Required work: Reproduce every line of the records below verbatim, omitting the pictures.

Collected data:
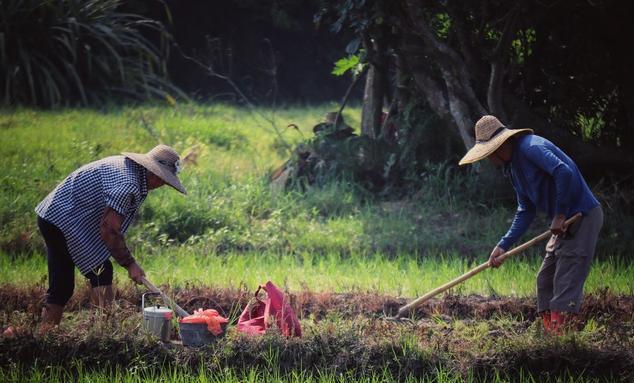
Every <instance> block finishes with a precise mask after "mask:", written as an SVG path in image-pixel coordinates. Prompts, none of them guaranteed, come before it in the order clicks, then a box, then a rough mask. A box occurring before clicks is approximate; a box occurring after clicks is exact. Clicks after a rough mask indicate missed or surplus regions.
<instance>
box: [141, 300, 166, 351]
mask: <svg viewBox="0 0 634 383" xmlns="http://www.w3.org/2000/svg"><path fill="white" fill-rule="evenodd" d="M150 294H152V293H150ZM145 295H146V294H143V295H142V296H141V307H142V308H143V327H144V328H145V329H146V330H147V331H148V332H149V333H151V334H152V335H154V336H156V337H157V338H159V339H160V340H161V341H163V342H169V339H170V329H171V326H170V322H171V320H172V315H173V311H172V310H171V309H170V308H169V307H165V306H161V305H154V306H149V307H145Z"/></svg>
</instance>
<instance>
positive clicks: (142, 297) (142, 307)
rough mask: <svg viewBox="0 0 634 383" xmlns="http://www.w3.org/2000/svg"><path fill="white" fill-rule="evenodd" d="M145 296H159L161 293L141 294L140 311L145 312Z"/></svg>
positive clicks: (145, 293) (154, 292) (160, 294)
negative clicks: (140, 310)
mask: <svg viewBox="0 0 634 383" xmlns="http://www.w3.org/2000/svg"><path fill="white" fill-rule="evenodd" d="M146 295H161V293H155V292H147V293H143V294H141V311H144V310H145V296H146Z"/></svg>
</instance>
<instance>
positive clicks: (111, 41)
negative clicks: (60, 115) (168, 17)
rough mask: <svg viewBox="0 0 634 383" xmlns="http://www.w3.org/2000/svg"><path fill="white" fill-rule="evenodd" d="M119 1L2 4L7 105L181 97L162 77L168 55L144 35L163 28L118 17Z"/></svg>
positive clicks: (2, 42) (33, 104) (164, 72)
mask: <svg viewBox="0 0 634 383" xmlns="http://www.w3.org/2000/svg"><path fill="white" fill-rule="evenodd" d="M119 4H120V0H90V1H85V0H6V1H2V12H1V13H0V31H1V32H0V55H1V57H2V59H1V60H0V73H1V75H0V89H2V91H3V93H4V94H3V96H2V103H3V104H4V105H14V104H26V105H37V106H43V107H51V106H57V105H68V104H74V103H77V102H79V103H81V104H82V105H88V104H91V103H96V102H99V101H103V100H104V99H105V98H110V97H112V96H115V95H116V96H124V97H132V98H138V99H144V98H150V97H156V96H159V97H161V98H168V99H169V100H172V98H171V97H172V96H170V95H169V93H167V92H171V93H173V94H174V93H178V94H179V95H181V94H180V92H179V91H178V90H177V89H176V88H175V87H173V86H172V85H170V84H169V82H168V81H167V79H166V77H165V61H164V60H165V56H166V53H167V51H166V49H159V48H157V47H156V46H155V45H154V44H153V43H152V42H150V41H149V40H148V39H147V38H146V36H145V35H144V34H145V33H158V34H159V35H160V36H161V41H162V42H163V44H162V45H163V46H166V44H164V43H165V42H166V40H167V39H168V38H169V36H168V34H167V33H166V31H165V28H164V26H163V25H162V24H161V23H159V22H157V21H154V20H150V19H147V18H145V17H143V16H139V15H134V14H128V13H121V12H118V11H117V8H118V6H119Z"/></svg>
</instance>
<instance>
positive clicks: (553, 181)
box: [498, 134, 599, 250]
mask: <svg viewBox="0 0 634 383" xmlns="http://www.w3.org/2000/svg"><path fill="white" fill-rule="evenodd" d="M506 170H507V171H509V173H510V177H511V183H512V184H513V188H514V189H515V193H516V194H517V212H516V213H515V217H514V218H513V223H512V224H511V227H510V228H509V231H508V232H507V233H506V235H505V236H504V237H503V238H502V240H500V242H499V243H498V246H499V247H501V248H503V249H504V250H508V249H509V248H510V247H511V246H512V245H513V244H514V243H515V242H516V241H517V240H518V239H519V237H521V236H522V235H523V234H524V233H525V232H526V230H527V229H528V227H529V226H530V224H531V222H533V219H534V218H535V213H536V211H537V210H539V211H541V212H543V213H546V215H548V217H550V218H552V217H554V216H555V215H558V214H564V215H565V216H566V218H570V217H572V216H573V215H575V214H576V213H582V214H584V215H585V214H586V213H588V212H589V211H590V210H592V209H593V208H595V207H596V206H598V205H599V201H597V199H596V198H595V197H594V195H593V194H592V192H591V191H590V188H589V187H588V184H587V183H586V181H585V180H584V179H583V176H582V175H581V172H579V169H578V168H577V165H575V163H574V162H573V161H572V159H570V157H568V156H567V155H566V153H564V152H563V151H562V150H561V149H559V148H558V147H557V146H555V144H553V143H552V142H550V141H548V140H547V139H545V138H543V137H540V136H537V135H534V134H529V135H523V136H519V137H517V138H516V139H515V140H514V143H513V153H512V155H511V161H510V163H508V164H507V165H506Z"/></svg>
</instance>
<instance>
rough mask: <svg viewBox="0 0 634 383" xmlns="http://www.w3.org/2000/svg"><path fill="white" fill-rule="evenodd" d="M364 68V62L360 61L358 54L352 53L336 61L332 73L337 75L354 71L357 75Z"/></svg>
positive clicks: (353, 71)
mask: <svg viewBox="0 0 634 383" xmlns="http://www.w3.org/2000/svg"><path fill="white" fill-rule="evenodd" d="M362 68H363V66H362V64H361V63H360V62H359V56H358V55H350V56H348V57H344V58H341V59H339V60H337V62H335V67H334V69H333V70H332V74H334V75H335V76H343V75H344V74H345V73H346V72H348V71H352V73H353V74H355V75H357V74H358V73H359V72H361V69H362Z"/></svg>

Finished task:
Every <instance> block finishes with a precise mask after "mask:", written as an SVG path in image-pixel coordinates. Prompts, none of them guaranteed, come before it in the order clicks, then a box, then a rough mask. A box occurring before clicks is approximate; a box occurring after clicks is exact. Clicks after a rough mask indicate missed or surplus regions.
<instance>
box: [141, 300, 166, 351]
mask: <svg viewBox="0 0 634 383" xmlns="http://www.w3.org/2000/svg"><path fill="white" fill-rule="evenodd" d="M150 294H152V293H150ZM145 295H146V294H143V295H142V296H141V307H142V308H143V327H144V328H145V329H146V330H147V331H148V332H149V333H151V334H152V335H154V336H156V337H157V338H159V339H160V340H161V341H163V342H169V339H170V329H171V326H170V322H171V320H172V315H173V311H172V310H171V309H170V308H169V307H165V306H161V305H154V306H149V307H145Z"/></svg>
</instance>
<instance>
positive clicks: (142, 297) (142, 307)
rough mask: <svg viewBox="0 0 634 383" xmlns="http://www.w3.org/2000/svg"><path fill="white" fill-rule="evenodd" d="M145 296H159L161 293L141 294L140 311L145 312Z"/></svg>
positive clicks: (145, 293) (154, 292) (160, 294)
negative clicks: (140, 310)
mask: <svg viewBox="0 0 634 383" xmlns="http://www.w3.org/2000/svg"><path fill="white" fill-rule="evenodd" d="M146 295H161V293H155V292H147V293H143V294H141V311H144V310H145V296H146Z"/></svg>
</instance>
<instance>
positive clicks: (111, 41)
negative clicks: (60, 115) (168, 17)
rough mask: <svg viewBox="0 0 634 383" xmlns="http://www.w3.org/2000/svg"><path fill="white" fill-rule="evenodd" d="M119 1L2 4L7 105L181 97L162 77L168 55L144 35L163 28L118 17Z"/></svg>
positive clicks: (2, 42) (33, 104) (164, 72)
mask: <svg viewBox="0 0 634 383" xmlns="http://www.w3.org/2000/svg"><path fill="white" fill-rule="evenodd" d="M119 4H120V0H90V1H85V0H6V1H2V12H1V13H0V31H1V32H0V55H1V57H2V59H1V60H0V73H1V75H0V89H2V91H3V93H4V94H3V96H2V103H3V104H4V105H14V104H26V105H37V106H43V107H51V106H57V105H68V104H74V103H77V102H79V103H81V104H82V105H88V104H91V103H96V102H99V101H103V100H104V99H105V98H110V97H112V96H115V95H116V96H124V97H132V98H138V99H144V98H150V97H156V96H159V97H161V98H168V99H169V100H172V98H171V97H172V96H170V95H169V93H167V92H171V93H173V94H174V93H178V94H179V95H181V94H180V92H179V91H178V90H177V89H176V88H175V87H173V86H172V85H170V84H169V82H168V81H167V79H166V77H165V61H164V60H165V56H166V53H167V51H166V49H159V48H157V47H156V46H155V45H154V44H153V43H152V42H150V41H149V40H148V39H147V38H146V36H145V35H144V34H145V33H158V34H159V35H160V36H161V41H162V42H163V44H162V45H163V46H166V44H164V43H165V42H166V40H167V39H168V38H169V36H168V34H167V33H166V31H165V28H164V26H163V25H162V24H161V23H159V22H157V21H154V20H150V19H147V18H145V17H143V16H139V15H134V14H128V13H121V12H118V11H117V8H118V6H119Z"/></svg>
</instance>
<instance>
positive clicks: (553, 181)
box: [498, 134, 599, 250]
mask: <svg viewBox="0 0 634 383" xmlns="http://www.w3.org/2000/svg"><path fill="white" fill-rule="evenodd" d="M506 170H507V171H509V173H510V177H511V183H512V184H513V188H514V189H515V193H516V194H517V212H516V213H515V217H514V218H513V223H512V224H511V227H510V228H509V231H508V232H507V233H506V235H505V236H504V237H503V238H502V240H500V242H499V243H498V246H499V247H501V248H503V249H504V250H508V249H509V248H510V247H511V246H512V245H513V244H514V243H515V242H516V241H517V240H518V239H519V237H521V236H522V235H523V234H524V233H525V232H526V230H527V229H528V227H529V226H530V224H531V222H533V219H534V218H535V213H536V211H537V210H539V211H541V212H543V213H546V215H548V217H550V218H552V217H554V216H555V215H558V214H564V215H565V216H566V218H570V217H572V216H573V215H575V214H576V213H582V214H584V215H585V214H586V213H588V212H589V211H590V210H592V209H593V208H595V207H596V206H598V205H599V201H597V199H596V198H595V197H594V195H593V194H592V192H591V191H590V188H589V187H588V184H587V183H586V181H585V180H584V179H583V176H582V175H581V172H579V169H578V168H577V165H575V163H574V162H573V161H572V159H570V157H568V156H567V155H566V153H564V152H563V151H562V150H561V149H559V148H558V147H557V146H555V144H553V143H552V142H550V141H548V140H547V139H545V138H543V137H540V136H537V135H534V134H529V135H523V136H519V137H517V138H516V139H515V140H514V143H513V153H512V155H511V161H510V163H508V164H507V165H506Z"/></svg>
</instance>
<instance>
rough mask: <svg viewBox="0 0 634 383" xmlns="http://www.w3.org/2000/svg"><path fill="white" fill-rule="evenodd" d="M364 68V62L360 61L358 54L352 53L336 61L332 73L337 75L354 71L357 75Z"/></svg>
positive clicks: (353, 71)
mask: <svg viewBox="0 0 634 383" xmlns="http://www.w3.org/2000/svg"><path fill="white" fill-rule="evenodd" d="M362 68H363V66H362V64H361V63H360V62H359V56H358V55H350V56H348V57H344V58H341V59H339V60H337V62H335V67H334V69H333V70H332V74H334V75H335V76H343V75H344V74H345V73H346V72H348V71H352V73H353V74H355V75H357V74H358V73H359V72H361V69H362Z"/></svg>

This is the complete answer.